*Instruction 1:*
Reproduce every line of the recorded data listing below word for word, omitting the pictures from your answer.

*Passage shown:*
* * * * * * * * *
Also, people have drawn a comparison between the way Sanders was refused service for her political positions and the way some businesses have sought to refuse service to homosexuals, claiming “religious freedom.” As far as detractors on the right are concerned, this is just bigotry on the part of the left, but this is a false equivalency; since it has come up frequently enough, it’s worth addressing. Sanders chose her line of work and accepted her current position, and continues to serve as Press Secretary of her own volition. Gays and lesbians, on the other hand, don’t choose to be gay. It’s who they are. The best argument one can try to make is that Sanders, were she to proverbially fall on her sword, would put her career and her livelihood at risk. Still, that’s a stretch when considering the ostracism members of the LGBTQ community have faced over time.
* * * * * * * * *
[Recorded data]
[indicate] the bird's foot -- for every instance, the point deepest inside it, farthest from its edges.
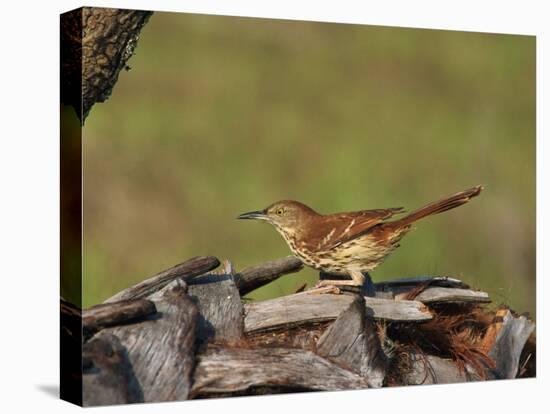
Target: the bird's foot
(328, 282)
(331, 286)
(316, 290)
* * * * * * * * *
*Instruction 2:*
Condense the paragraph beginning "Also, people have drawn a comparison" from the passage on Sanders above into a shorter bulleted list that keeps its main facts.

*Written reply 1:*
[indicate] the bird's foot -- for every instance, the point deepest inside it, farthest from its edges.
Target: the bird's foot
(328, 282)
(331, 286)
(316, 290)

*Written reply 2:*
- People have compared Sanders being refused service for her political positions with businesses refusing service to homosexuals on grounds of "religious freedom."
- Detractors on the right call the refusal bigotry by the left, but the passage calls this a false equivalency worth addressing because it comes up often.
- Sanders chose her line of work, accepted her position, and remains Press Secretary of her own volition.
- Gays and lesbians do not choose to be gay; it is who they are.
- The best counterargument is that Sanders would risk her career and livelihood if she were to fall on her sword.
- That argument is a stretch given the ostracism LGBTQ people have faced over time.